Records of labeled points:
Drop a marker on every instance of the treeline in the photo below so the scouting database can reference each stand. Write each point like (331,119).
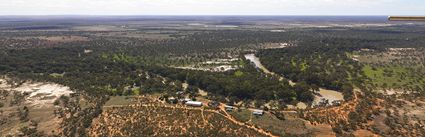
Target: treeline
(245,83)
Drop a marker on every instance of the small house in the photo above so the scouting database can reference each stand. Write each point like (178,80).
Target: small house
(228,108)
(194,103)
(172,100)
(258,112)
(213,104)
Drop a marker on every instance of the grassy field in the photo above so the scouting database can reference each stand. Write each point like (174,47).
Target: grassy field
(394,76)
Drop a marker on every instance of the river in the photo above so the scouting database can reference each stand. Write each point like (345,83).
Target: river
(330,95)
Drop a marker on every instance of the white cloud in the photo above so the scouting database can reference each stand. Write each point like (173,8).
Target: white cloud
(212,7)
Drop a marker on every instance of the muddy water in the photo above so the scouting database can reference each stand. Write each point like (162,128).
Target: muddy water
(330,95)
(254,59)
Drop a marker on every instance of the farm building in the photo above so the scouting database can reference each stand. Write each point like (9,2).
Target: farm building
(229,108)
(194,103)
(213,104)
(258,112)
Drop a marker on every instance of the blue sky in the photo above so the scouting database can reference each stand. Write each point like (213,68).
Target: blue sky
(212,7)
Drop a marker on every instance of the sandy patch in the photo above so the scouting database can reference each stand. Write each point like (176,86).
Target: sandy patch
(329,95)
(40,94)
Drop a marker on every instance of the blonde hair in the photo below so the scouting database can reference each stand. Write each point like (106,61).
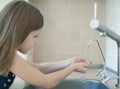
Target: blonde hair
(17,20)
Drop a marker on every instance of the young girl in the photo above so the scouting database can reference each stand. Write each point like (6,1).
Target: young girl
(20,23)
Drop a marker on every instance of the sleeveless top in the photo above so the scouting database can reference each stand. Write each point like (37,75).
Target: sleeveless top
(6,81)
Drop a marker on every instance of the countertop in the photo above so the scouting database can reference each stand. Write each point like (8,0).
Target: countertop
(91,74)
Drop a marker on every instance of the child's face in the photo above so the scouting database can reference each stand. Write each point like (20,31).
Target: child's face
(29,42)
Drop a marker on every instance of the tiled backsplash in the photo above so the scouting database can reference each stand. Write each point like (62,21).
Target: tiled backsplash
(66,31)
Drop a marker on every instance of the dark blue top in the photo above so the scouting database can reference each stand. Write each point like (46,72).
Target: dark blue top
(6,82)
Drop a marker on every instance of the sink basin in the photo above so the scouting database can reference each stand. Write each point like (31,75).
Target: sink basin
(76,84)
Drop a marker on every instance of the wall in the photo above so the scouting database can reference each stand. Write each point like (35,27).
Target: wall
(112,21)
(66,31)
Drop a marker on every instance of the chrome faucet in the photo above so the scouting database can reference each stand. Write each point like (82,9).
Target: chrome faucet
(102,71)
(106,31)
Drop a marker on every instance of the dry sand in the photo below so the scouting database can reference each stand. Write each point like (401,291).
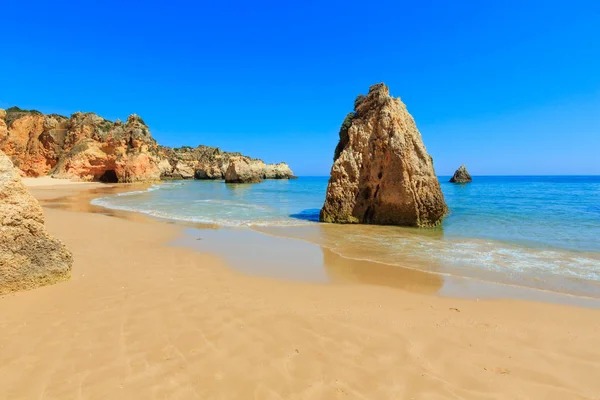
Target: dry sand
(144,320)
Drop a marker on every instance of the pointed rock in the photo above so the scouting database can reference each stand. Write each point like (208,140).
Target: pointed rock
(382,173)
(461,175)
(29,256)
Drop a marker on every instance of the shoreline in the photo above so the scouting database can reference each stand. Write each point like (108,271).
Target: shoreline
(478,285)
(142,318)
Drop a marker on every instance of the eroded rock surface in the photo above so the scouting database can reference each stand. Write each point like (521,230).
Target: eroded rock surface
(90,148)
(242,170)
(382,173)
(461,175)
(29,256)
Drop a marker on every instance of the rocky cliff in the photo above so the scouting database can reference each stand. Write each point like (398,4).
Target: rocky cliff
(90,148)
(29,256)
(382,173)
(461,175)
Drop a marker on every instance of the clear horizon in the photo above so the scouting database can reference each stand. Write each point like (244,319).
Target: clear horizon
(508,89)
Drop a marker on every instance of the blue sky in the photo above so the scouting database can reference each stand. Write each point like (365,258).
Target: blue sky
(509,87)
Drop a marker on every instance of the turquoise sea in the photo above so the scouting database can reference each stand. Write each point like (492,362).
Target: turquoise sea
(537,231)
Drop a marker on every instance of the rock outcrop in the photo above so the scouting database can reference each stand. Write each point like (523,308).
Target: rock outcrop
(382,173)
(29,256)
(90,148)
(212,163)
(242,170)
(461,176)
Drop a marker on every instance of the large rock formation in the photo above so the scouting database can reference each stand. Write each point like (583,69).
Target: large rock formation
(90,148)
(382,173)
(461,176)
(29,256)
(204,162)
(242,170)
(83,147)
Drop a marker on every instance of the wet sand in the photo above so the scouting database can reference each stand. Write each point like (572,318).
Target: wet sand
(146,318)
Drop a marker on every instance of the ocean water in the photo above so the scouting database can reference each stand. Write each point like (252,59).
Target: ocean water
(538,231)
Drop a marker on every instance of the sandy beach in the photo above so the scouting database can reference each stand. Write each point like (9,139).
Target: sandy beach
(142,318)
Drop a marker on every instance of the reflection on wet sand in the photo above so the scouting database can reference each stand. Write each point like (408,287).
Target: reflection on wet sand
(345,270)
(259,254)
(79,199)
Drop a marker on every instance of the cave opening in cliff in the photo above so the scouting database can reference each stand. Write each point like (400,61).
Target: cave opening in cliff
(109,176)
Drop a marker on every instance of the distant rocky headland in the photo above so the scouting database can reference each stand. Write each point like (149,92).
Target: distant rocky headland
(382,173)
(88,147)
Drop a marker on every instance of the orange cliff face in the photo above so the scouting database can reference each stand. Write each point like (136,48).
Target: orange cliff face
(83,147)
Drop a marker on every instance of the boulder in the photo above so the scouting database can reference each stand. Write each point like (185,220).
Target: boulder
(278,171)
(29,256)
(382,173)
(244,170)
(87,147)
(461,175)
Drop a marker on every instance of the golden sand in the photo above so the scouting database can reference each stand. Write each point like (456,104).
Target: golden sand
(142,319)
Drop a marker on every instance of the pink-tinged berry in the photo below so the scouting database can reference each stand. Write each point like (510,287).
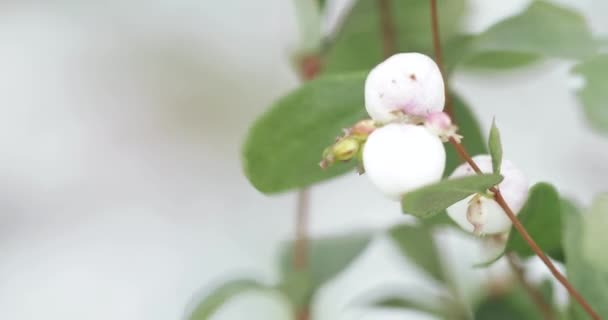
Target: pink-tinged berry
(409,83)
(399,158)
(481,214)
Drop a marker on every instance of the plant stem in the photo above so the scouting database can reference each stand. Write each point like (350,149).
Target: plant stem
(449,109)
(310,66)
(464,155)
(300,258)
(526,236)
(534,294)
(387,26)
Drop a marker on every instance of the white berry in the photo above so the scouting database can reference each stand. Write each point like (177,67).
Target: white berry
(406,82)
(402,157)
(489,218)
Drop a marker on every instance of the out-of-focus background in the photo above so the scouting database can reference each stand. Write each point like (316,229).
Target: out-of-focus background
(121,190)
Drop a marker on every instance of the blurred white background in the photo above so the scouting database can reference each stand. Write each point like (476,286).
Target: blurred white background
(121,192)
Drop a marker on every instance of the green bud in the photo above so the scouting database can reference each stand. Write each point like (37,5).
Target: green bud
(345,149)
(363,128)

* TASK TO CARRY OUT: Every entry must be transcribed exactly. Pictures do not belong in the copy.

* ANSWER TO THIS TASK:
Drop a marker on every instance of the treeline in the photo below so the scouting database can reference each stand. Write each point like (331,119).
Target: treeline
(245,83)
Drop a marker on every instance of the small house in the photo above so the scouting database can reference each stand. Write each point like (178,80).
Target: small house
(228,108)
(194,103)
(172,100)
(258,112)
(213,104)
Drop a marker on every instance of the grassy field in the photo above so the scouting database can reference each stand. Write each point like (174,47).
Target: grassy field
(394,76)
Drop a marker on every instance of the river in the photo above so the scouting database can reference each stand. Write each point like (345,83).
Target: river
(330,95)
Drop a marker on every instance of the white cloud in the photo above so the scouting database can reference each stand. Write each point like (173,8).
Target: white cloud
(212,7)
Drop a marker on every instance of the muddy water in the photo above so the scouting database can reference each stand. Write each point like (162,128).
Target: muddy water
(330,95)
(254,59)
Drop a marker on every instance of the farm building in the photo above so the scouting database can reference each stand. Write each point like (9,2).
Target: farm building
(229,108)
(194,103)
(213,104)
(258,112)
Drop a marker on every instance of the blue sky in the photo above so the scouting database can reference each stand. Write each point like (213,68).
Target: blue sky
(212,7)
Drop a marker on every instance of the sandy patch in the photo above so the scouting database can reference each stand. Write each point like (176,86).
Target: sandy patch
(329,95)
(40,94)
Drop a marker on every instance of the blonde hair in the photo below so the scouting database can reference each stand. Write each point like (106,61).
Target: blonde hair
(17,20)
Drop a marker on every instance of the young girl in the photo above so the scouting database can reference each stand. Write each point like (6,1).
Target: young girl
(20,23)
Drop a marker on every instance of the sleeveless top in the photo above so the scouting database can reference each stand. Write each point like (37,75).
Target: sleeveless top
(6,81)
Drop a marker on every instance of the countertop in the photo above so the scouting database can reference each stand. Write each point like (8,0).
Target: countertop
(91,74)
Drop a marker on every instance of the child's face in the photo above so the scouting database can reference each stand. Write each point like (20,31).
Target: child's face
(29,42)
Drop a marker on every instance of the tiled backsplash in the photo above so the scouting database can reference each stand. Write each point like (62,21).
Target: tiled backsplash
(66,31)
Drop a marker on every instance of the dark blue top in the photo above so the scouting database can reference each stand. Write each point like (46,72).
Target: dark blue top
(6,82)
Drop a marker on every instance of the sink basin in the photo above so the scouting database can reference each stand. Write each point like (31,75).
Target: sink basin
(76,84)
Drop a marker on every instance of the wall in the photo above so the scouting database can reference each stand. Write each point like (35,27).
Target: wall
(112,21)
(66,31)
Drop a marker on every instance of the chrome faucet in the photo above so the scouting database can reference each stand. Write each point like (82,9).
Target: chrome faucet
(102,71)
(106,31)
Drop a marker on every instance of the dry sand in the photo below so the scouting database can reference each stand. Write each point like (401,291).
Target: dry sand
(144,320)
Drop a marker on every instance of the pointed rock in the photo above so the scouting database can reference each stand. Write each point like (208,140).
Target: pointed rock
(382,173)
(461,175)
(29,256)
Drop a marker on every instance of the shoreline in the photo above so the scouting database can reference each stand. Write each point like (108,271).
Target: shoreline
(478,285)
(142,318)
Drop a marker on every instance of the eroded rock surface in the photo above so the scouting database can reference each stand. Write each point like (521,230).
Target: eroded rock surface
(90,148)
(242,170)
(382,173)
(461,175)
(29,256)
Drop a marker on every instance of the rocky cliff in the photo above so the scouting database can reference each stand. Write each point like (398,4).
Target: rocky cliff
(90,148)
(29,256)
(382,173)
(461,175)
Drop a marker on every instance of the clear horizon in the photo above so the scouting database can reference each stand. Write each point like (244,319).
Target: clear horizon
(508,89)
Drop a marker on every instance of the blue sky in the photo above so the scouting database can reference each stand. Write each point like (365,258).
Target: blue sky
(509,87)
Drop a marker on every instance of the turquoise sea in the photo above so the scouting database can reference each stand. Write each point like (492,362).
Target: turquoise sea
(537,231)
Drop a marker on every instance of the rock outcrop in the photo above so the scouting database can reference each stand. Write each point like (523,308).
Target: rock outcrop
(382,173)
(29,256)
(90,148)
(212,163)
(242,170)
(461,176)
Drop a marker on every instance of the large rock formation in the photo above so the scouting database can reference each stand. Write each point like (583,69).
Target: large rock formation
(90,148)
(382,173)
(461,176)
(29,256)
(204,162)
(242,170)
(83,147)
Drop a marker on every instance of the wet sand in the photo above so the scouting database can reference each stand. Write each point like (572,318).
Target: wet sand
(146,318)
Drop a marker on every instance of the ocean water in the photo above so the scouting database can reference each stand. Write each point like (252,59).
Target: ocean water
(538,231)
Drop a marker on every instance of the sandy beach in the photo above so the scouting database can reference each stand. Write each point like (9,139).
Target: sandy beach
(142,318)
Drop a marker on every instance of the reflection on wet sand in the photo above so the scouting database can reference each stand. Write each point like (408,287).
Target: reflection on wet sand
(345,270)
(259,254)
(79,199)
Drop a marker on every instance of the cave opening in cliff in the photo above so the scouting database can reference each stand. Write each point like (400,61).
Target: cave opening in cliff
(109,176)
Drop a marker on every instance of the distant rocky headland in the photo above so the scouting database can reference each stand. Write each point like (149,92).
Target: distant rocky headland
(382,173)
(88,147)
Drop a marker on every instance of the orange cliff face in the photo above so the scouting database can reference each stand. Write each point like (136,48).
Target: orange cliff face
(83,147)
Drop a marker on every instance of the boulder in the photo above so the scouting database can reference each stand. Write each point like (185,220).
Target: boulder
(278,171)
(29,256)
(382,173)
(244,170)
(87,147)
(461,175)
Drop a marker on every instance of the golden sand in the photo above so the scouting database can reference each stand. Write each point like (456,104).
Target: golden sand
(142,319)
Drop a marker on every instance of the pink-tinged berry in the photo below so the scouting database can reference each stand. Write each point like (510,287).
Target: pink-tinged berry
(409,83)
(399,158)
(481,214)
Drop a marker on every instance of the plant stem in the photo above so the scouting database can reference each stand. Write each point like (350,149).
Target: plant stem
(449,109)
(310,66)
(464,155)
(300,258)
(526,236)
(534,294)
(387,26)
Drop a marker on every instance of the white berry in the photo above so the scouting database can reference each stand. Write each point like (177,67).
Target: white berry
(406,82)
(402,157)
(489,218)
Drop a marker on every instance of the out-of-focus background in the photo above so the scouting database can reference each stand. Write each point like (316,229).
Target: out-of-focus background
(121,190)
Drop a marker on every instance of the blurred white background in the photo above so the scouting database can reference each stand. Write each point like (476,286).
Target: blurred white background
(121,192)
Drop a marker on every instance of the green bud in the photo above so the scouting database can reference each stand. Write each point like (37,5).
Target: green bud
(345,149)
(363,128)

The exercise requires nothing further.